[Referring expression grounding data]
□ □ □ □ □

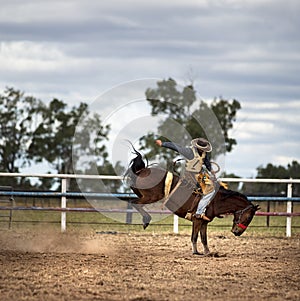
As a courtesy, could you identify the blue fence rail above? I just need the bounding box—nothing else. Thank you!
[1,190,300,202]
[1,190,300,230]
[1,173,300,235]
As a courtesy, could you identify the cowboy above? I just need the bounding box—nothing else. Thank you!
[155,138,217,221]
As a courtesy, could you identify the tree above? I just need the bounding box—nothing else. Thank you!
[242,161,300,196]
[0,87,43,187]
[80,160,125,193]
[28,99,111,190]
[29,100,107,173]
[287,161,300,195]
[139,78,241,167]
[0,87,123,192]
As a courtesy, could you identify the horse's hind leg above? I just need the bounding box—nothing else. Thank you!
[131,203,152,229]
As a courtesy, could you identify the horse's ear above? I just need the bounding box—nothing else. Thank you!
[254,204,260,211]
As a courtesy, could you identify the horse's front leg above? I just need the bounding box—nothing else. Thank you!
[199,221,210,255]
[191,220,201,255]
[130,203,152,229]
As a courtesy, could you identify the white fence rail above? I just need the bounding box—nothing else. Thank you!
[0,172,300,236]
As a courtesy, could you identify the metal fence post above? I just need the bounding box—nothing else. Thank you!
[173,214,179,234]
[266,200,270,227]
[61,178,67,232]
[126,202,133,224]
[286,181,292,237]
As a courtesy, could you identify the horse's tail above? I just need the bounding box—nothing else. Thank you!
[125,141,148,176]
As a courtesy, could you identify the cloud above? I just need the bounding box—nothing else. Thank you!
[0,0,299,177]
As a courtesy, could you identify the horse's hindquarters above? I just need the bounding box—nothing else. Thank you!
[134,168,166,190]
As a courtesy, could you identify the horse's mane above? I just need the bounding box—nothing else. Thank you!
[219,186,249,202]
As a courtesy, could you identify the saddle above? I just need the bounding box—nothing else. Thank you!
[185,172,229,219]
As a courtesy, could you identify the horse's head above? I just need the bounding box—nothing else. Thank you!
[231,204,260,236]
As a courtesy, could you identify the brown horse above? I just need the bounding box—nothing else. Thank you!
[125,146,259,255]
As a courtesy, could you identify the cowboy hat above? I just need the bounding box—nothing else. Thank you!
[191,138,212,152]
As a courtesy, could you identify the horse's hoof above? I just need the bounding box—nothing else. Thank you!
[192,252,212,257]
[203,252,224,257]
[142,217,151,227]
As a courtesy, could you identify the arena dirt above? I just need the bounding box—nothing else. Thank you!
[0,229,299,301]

□ □ □ □ □

→ **Task item**
In your copy, every entry above must match word for word, and no picture may appear.

→ **Written solution**
As a courtesy, could you identify the blue fence rail above? I just need the bounding box—nothing else. Thank you!
[1,190,300,202]
[1,190,300,230]
[1,173,300,235]
As a courtesy, could you identify the cowboy above? I just need the bounding box—nothing else. Thank you!
[155,138,217,221]
As a courtesy, could you identify the tree above? I just need the bounding box—nothing else. Thank you!
[242,161,300,196]
[0,87,43,187]
[80,160,125,193]
[28,99,111,190]
[29,100,107,173]
[287,161,300,195]
[139,78,241,167]
[0,87,123,192]
As a courtesy, could you identify the horse's hind leg above? I just need the bounding box—nothing else. Thank you!
[131,203,152,229]
As a courtesy, could you identify the horse's ear above? I just need the bounding box—nothing else. Thank you!
[254,204,260,211]
As a courtesy, could you identify the horse's front leg above? I just need the bounding box—nothing else. Thank you!
[199,221,210,255]
[191,220,201,255]
[130,203,152,229]
As a courtesy, could you identify the white fence rail above? I just need the bounding box—nothing else. Thank you!
[0,172,300,236]
As a courtesy, could you identify the metal fence post above? I just need the bounding box—nothing else. Thank you!
[173,214,179,234]
[266,200,270,227]
[61,178,67,232]
[126,202,133,224]
[286,181,292,237]
As a courtesy, could you identify the horse's tail above? I just need the bounding box—nothing else. Thank you!
[125,141,148,176]
As a courtesy, could you identify the cloud above? I just need the bounding box—nothing else. Thank you!
[0,0,299,177]
As a courtesy, could you identify the horse's hindquarters above? I just need the bounding box—nothing else. Thank you!
[134,168,166,190]
As a courtesy, could you identify the horse's mane above? I just need the bounding box—nothing else. Thank you!
[219,186,249,202]
As a courtesy, could you identify the saddle above? I just need the bounding box—nothing else. Thank you!
[185,172,229,219]
As a courtesy, could you identify the horse's head above? I just need the bounding box—nothing else. Thank you!
[231,204,260,236]
As a courtesy, could you identify the brown horse above? I just need the bounding box—nothing else. Thank you!
[125,146,259,255]
As a courtesy, could you identify the cowboy hat above? I just need the bounding box—nothing else. Thank you!
[191,138,212,152]
As a courtesy, could you identify the horse's hoof above? I just need the bounding box—nothing else. Thank you!
[192,252,212,257]
[203,252,224,257]
[142,217,151,227]
As a courtesy, could you identify the arena dirt above? I just need the bounding box—nothing else. Thank you!
[0,229,299,301]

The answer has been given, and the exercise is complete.